_Problem_
In the entries below, repeat exactly the lines between the one holding "like x=157 y=203." and the one holding "x=229 y=334", inclusive.

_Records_

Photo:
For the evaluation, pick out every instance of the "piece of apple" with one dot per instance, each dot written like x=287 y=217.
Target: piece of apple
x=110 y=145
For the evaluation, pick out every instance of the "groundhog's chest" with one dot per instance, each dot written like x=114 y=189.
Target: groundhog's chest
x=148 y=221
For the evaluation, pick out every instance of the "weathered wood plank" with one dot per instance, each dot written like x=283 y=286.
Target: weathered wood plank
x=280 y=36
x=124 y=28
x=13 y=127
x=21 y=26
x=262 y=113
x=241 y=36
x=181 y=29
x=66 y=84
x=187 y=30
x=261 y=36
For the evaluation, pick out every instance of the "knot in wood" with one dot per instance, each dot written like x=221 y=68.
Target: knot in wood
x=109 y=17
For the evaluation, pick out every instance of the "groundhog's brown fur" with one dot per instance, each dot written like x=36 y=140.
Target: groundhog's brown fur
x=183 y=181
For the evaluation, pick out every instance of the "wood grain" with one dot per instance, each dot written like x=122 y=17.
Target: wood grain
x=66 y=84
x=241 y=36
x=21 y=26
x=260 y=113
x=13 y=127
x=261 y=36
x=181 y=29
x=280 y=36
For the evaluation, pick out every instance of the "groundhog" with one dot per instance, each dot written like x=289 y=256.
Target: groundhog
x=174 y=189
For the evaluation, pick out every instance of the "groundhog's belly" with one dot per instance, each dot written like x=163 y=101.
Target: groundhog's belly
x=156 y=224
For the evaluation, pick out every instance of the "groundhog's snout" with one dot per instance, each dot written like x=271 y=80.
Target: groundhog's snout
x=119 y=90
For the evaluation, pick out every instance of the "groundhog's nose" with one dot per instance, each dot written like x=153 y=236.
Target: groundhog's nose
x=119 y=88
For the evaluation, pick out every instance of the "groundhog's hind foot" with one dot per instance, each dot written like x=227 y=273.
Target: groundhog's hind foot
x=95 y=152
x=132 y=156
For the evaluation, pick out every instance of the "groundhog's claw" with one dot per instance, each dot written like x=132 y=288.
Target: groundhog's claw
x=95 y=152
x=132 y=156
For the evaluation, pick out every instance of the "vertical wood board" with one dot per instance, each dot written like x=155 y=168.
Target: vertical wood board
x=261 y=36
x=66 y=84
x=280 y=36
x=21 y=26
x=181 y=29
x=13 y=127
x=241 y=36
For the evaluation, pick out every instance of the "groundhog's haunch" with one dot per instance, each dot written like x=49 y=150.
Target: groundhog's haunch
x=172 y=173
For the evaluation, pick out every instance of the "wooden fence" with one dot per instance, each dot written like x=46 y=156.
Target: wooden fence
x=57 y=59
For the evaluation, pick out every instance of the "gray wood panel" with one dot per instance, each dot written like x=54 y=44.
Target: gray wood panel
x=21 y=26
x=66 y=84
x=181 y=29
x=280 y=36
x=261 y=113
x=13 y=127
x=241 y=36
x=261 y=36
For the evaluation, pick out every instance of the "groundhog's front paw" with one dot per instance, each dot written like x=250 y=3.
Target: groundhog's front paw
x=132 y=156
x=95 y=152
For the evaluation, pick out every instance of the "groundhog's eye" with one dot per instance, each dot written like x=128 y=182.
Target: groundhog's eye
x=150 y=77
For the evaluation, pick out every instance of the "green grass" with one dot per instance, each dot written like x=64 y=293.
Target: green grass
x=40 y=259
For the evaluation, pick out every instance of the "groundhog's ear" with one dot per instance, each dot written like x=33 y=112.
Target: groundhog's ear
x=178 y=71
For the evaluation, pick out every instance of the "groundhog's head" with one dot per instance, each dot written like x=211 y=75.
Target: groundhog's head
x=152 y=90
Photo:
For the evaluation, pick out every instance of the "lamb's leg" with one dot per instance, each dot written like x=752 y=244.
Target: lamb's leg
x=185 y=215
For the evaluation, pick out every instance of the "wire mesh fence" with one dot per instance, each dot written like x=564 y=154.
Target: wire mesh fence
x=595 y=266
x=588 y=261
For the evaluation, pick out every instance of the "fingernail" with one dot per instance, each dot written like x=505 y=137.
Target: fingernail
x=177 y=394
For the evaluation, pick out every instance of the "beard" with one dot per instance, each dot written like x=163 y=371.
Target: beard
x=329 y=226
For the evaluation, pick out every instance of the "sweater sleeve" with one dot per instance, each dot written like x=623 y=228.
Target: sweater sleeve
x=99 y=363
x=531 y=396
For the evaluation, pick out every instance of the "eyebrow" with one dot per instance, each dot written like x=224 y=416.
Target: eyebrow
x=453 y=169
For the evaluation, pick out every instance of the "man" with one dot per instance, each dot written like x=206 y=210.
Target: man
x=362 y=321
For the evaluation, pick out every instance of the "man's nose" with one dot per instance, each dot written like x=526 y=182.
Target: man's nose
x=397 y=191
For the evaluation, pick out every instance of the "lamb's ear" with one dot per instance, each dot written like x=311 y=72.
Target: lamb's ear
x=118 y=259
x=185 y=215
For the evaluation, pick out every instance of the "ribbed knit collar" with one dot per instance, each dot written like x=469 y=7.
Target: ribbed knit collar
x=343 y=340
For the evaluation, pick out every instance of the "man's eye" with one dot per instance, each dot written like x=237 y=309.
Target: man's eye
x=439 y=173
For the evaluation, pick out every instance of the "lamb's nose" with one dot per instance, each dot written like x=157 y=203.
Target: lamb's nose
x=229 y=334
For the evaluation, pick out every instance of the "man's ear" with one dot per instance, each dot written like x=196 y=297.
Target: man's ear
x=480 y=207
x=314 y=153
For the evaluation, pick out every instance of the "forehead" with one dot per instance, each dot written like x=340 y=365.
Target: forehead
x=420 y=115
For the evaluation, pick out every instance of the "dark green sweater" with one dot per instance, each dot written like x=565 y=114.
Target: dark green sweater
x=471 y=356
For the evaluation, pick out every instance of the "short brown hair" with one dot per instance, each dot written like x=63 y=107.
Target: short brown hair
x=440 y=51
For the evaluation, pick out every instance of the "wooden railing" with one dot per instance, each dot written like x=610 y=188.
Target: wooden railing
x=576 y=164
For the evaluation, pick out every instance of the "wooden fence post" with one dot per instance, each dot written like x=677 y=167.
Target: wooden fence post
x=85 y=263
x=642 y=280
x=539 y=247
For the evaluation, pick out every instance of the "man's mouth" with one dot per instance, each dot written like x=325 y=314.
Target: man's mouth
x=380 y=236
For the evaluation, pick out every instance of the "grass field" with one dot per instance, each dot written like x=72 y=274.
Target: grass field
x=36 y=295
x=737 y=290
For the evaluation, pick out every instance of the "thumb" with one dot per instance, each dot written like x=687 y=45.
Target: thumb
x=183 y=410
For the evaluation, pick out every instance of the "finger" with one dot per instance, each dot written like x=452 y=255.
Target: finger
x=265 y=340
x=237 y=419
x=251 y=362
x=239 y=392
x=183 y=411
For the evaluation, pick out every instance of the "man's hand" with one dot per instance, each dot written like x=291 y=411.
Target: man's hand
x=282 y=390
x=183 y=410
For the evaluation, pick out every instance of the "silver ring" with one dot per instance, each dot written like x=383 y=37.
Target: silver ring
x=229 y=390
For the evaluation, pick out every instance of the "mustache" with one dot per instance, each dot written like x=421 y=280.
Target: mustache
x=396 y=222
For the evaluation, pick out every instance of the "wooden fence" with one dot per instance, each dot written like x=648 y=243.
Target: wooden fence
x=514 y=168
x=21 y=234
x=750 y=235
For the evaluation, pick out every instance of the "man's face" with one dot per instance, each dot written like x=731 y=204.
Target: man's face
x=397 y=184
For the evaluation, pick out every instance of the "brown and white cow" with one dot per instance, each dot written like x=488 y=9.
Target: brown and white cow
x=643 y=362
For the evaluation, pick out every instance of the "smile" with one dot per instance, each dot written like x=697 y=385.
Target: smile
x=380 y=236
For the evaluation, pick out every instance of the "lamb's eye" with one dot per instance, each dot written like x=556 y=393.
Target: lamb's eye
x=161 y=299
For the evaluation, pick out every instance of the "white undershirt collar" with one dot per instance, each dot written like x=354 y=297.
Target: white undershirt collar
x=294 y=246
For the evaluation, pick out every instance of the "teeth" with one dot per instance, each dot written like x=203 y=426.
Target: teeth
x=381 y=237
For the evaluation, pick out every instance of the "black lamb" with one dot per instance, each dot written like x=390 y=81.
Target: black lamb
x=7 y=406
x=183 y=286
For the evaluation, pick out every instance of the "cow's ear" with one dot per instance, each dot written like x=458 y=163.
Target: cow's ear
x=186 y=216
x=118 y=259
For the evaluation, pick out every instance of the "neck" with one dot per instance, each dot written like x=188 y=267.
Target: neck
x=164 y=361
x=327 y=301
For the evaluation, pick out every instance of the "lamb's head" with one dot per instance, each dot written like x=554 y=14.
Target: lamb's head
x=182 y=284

_Answer below_
For the evaluation, pick out every instance of the "lamb's nose" with one dot per instance, each dot written like x=157 y=203.
Target: lamb's nose
x=229 y=334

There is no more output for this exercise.